- **AUFGABE**
Setze den Text über Martin Liebschers „Familienbilder“ nach seinem letzten Satz fort.
───── VORLIEGENDER TEXT
Raimar Stange: Ich bin Ich bin Ich bin Ich bin, Ich – bin Ich?

Zu den „Familienbildern“ von Martin Liebscher



I.
Zunächst Technisches: in Martin Liebschers „Familienbildern“ macht der Künstler mit Hilfe eines Selbstauslösers einzelne Aufnahmen von seiner Person an einem Ort. Dabei posiert er in unterschiedlichen Haltungen und Gesten z.B. in „Downtown“ (1997) in Los Angeles, in seiner Frankfurter „Küche“ (1996) oder mit Pudelmütze in „Hamburg“ (1996) im Hafen. Diese Photos werden dann in den Computer eingescannt und anschließend von Martin Liebscher in Photoshop zusammengefügt. Rein technisch gesehen ist das natürlich Photoshop für Anfänger. Da die einzelnen Bilder aber eine so hohe Auflösung haben, daß sie als Kleinbild Dia wieder ausbelichtet werden könnten, und da die Pixel kleiner als das photographische Korn sind, ist niemals zu sehen, daß die Bilder jemals im Rechner waren. So werden bei dieser manipulierten Photographie verschiedene Zeitpunkte in einem Raum auf einem Bild zusammengefügt. Bisheriger Höhepunkt dieser Arbeit ist das „längste Gruppenphoto der Welt“, mit dem der Künstler sich 1998 in das Guiness-Buch eintragen konnte: immerhin 205 mal hat sich Liebscher in dieses 37 m langen Photo eingescannt.
──────────
───── BEREITGESTELLTES MATERIAL
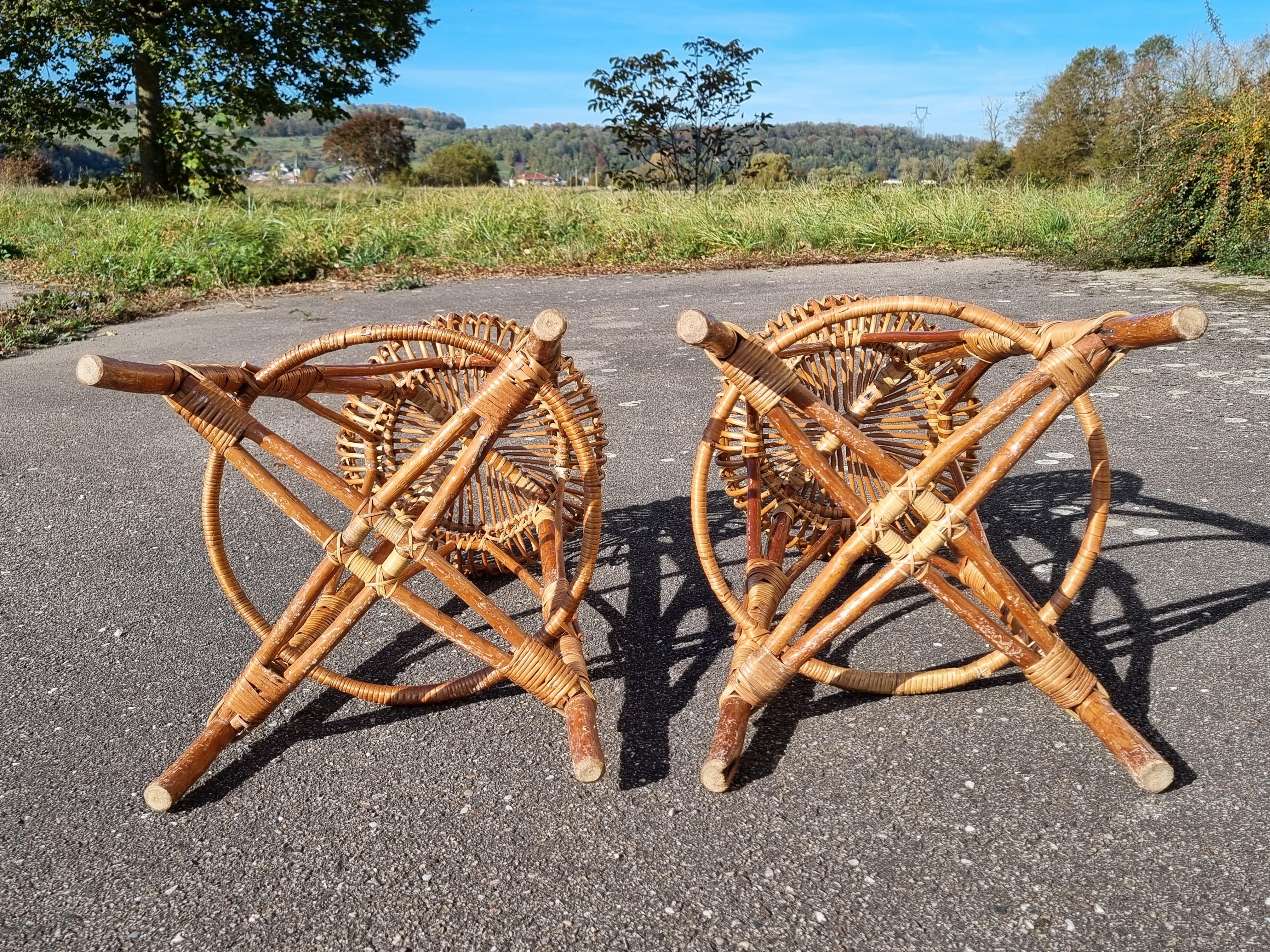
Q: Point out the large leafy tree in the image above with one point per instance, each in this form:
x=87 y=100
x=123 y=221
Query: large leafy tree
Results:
x=374 y=143
x=460 y=164
x=684 y=118
x=72 y=68
x=1063 y=130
──────────
- **ERGEBNIS**
 



II.
Berlin, Warschauer Straße: Ich steige ein in die S-Bahn und der gelb-rote Zug fährt an, beschleunigt vom Start weg und verwischt schnell meinen Blick, denn ab geht die Post in Richtung Berlin Alexanderplatz: Leute steigen aus und zu, ich aber betrachte die vorbeirauschenden Leuchtreklamen vom Burger King, Kaufhof und dem Forum-Hotel, daneben das große, hochhängende Werbedisplay ­ Zoom in Richtung der bewegten Bilder: ein Werbespot für selbstentworfene Schuhwerke des jungen österreichischen Künstler Markus Schinwald flimmert gerade da oben, danach Sport-News und Wettervorhersage.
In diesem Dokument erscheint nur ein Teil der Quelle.